Provided records
<<<<
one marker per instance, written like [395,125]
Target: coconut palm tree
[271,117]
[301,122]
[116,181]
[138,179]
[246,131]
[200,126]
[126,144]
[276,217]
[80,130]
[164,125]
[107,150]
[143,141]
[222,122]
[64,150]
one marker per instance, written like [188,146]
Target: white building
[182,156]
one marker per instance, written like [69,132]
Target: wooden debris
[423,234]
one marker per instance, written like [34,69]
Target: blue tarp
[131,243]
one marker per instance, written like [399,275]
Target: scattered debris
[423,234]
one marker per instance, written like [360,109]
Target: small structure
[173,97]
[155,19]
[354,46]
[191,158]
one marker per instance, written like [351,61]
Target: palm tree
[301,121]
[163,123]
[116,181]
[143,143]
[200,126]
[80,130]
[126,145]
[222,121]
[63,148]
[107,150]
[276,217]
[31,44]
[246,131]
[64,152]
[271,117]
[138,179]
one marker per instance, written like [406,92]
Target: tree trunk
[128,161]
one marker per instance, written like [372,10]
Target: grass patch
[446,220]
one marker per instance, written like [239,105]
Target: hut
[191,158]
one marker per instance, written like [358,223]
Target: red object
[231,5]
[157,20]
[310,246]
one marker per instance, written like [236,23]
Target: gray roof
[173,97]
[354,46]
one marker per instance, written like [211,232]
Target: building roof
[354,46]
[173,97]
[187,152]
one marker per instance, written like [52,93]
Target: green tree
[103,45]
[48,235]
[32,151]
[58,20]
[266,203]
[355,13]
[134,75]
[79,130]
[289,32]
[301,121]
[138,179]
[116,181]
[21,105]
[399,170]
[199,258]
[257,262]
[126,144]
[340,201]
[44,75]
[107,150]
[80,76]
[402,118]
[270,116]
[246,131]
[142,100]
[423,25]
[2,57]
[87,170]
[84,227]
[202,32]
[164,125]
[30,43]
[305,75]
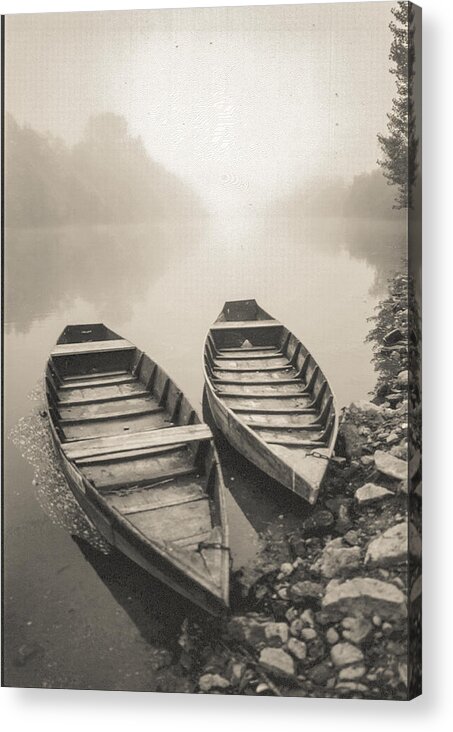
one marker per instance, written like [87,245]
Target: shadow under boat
[154,608]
>>>>
Work required
Return the full listing exactly as written, without any of its images.

Solution for this task
one marker per instance, written like [395,125]
Target: coconut palm tree
[271,117]
[301,122]
[116,181]
[138,179]
[246,131]
[200,126]
[126,144]
[276,217]
[80,130]
[164,125]
[107,150]
[143,141]
[222,122]
[64,150]
one marker per instance, written like [188,146]
Target: white building
[182,156]
one marker per instance, written like [69,132]
Target: wooden debris
[423,234]
one marker per instance, written like [34,69]
Target: blue tarp
[131,243]
one marker per instance, written like [399,275]
Target: scattered debris
[423,234]
one marker per instance, written like [360,109]
Target: small structure
[173,97]
[155,19]
[354,46]
[191,158]
one marker per instance, written like [351,61]
Target: palm tree
[301,121]
[163,123]
[116,181]
[143,143]
[200,126]
[80,130]
[126,145]
[222,121]
[63,148]
[107,150]
[276,217]
[31,44]
[246,131]
[64,152]
[271,117]
[138,179]
one marker per instance, written like [406,92]
Target: tree trunk
[128,161]
one marker per instance, written like [372,10]
Target: grass patch
[446,220]
one marker per instance, written like [239,105]
Target: hut
[191,158]
one marker per instance, written like [358,223]
Target: red object
[231,5]
[157,20]
[310,246]
one marker per instance, written like [236,23]
Target: gray roof
[173,97]
[354,46]
one marker per instance, written like [211,232]
Target: building roof
[354,46]
[173,97]
[187,152]
one marker per instance, written like [52,93]
Target: green tree
[103,45]
[48,235]
[32,151]
[58,20]
[266,203]
[355,13]
[134,75]
[79,130]
[289,32]
[301,121]
[138,179]
[116,181]
[21,105]
[399,170]
[199,258]
[257,262]
[126,144]
[340,201]
[44,75]
[107,150]
[80,76]
[402,118]
[270,116]
[246,131]
[142,100]
[423,25]
[2,57]
[87,170]
[84,227]
[202,32]
[164,125]
[30,43]
[305,75]
one marker per instance, written like [87,245]
Target: shadow under boat
[154,608]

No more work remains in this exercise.